_Referring expression pointing data_
........
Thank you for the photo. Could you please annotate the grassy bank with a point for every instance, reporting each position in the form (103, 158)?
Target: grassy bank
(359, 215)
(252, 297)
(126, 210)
........
_EXERCISE PROMPT_
Once you have read the data, reproduce all of it exactly.

_PROBLEM SOLUTION_
Thank you for the photo. Could you please annotate the grassy bank with a point for every instance, reporting each position in the form (103, 158)?
Target: grassy bank
(359, 215)
(252, 297)
(126, 210)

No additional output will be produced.